═══ RECORDS TO USE

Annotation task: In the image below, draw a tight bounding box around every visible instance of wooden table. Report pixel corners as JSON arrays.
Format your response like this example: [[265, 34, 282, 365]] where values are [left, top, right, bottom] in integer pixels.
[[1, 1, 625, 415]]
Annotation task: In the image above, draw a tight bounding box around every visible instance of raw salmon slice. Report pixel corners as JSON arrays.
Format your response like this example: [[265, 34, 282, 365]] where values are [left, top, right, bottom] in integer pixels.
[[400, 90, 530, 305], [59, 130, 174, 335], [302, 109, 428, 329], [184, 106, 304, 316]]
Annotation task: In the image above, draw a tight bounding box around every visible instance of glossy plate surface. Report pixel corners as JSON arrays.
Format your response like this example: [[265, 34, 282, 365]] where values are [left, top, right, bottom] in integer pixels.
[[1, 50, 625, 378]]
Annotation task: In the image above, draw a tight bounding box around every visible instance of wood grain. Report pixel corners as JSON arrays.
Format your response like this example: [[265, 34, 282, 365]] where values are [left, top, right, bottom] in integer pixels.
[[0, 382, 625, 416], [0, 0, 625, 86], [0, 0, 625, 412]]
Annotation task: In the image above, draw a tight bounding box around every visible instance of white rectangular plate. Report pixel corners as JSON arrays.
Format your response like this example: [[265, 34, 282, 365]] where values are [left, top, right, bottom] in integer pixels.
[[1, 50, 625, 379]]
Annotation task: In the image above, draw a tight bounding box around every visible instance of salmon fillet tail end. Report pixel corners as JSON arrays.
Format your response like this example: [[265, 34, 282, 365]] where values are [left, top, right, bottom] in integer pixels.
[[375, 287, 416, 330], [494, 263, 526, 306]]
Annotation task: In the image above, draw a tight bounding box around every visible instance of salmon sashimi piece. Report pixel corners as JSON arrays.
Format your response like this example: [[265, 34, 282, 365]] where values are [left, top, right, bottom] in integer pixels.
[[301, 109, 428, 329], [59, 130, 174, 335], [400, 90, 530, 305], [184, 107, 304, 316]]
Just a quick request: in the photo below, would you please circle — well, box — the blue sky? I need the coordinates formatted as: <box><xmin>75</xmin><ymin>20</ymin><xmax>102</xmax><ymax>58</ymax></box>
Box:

══════

TASK INSTRUCTIONS — No line may be left out; the records are to be transcribed in full.

EXERCISE RESULT —
Annotation task: In the image below, draw a tight bounding box around every visible instance of wooden table. Report pixel corners as JSON arrays.
Format your response like this example: [[265, 34, 282, 365]] where values are [left, top, right, bottom] in integer pixels.
[[1, 1, 625, 415]]
Annotation task: In the image above, draw a tight bounding box around every visible instance of raw salmon slice. Report pixel corners as JSON arrays.
Format your response like this example: [[265, 34, 282, 365]] where values are [left, top, right, bottom] in integer pixels.
[[400, 90, 530, 305], [59, 130, 174, 335], [302, 109, 428, 329], [184, 106, 304, 316]]
Annotation task: In the image above, draw a tight bounding box around every visible instance of glossy plate surface. Report pixel corners as JSON arrays.
Format your response like this example: [[265, 34, 282, 365]] where values are [left, top, right, bottom] in integer pixels.
[[1, 50, 625, 378]]
Annotation task: In the image above, draw a tight bounding box around every visible instance of wood grain. Report pixel corners as JSON arrays.
Format your response like this example: [[265, 34, 282, 365]] where values are [left, top, right, bottom] in integer pixels.
[[0, 382, 625, 416], [0, 0, 625, 86], [0, 0, 625, 412]]
Annotation task: In the image above, draw a tight bounding box around every visible instance of white rectangular plate. Report pixel corners as JSON arrays.
Format your response like this example: [[265, 34, 282, 365]] where values are [left, top, right, bottom] in integer pixels.
[[1, 50, 625, 379]]
Annotation task: In the image above, draw a tight bounding box around every visible instance of salmon fillet tail end. Report pixel corners as JSON arrays.
Format your response like this example: [[265, 34, 282, 365]] where values are [left, top, right, bottom] in integer pixels.
[[375, 287, 416, 330], [494, 263, 526, 306]]
Annotation task: In the image above, draw a tight bounding box around every visible instance of salmon sashimi piece. Report pixel corners as JSON arrays.
Format your response like this example: [[265, 34, 282, 365]] where values are [left, top, right, bottom] in integer pixels.
[[301, 109, 428, 329], [59, 130, 174, 335], [400, 90, 530, 305], [184, 107, 304, 316]]
Just a quick request: in the photo below, would you please circle — well, box — the blue sky? I need the coordinates formatted as: <box><xmin>75</xmin><ymin>20</ymin><xmax>102</xmax><ymax>58</ymax></box>
Box:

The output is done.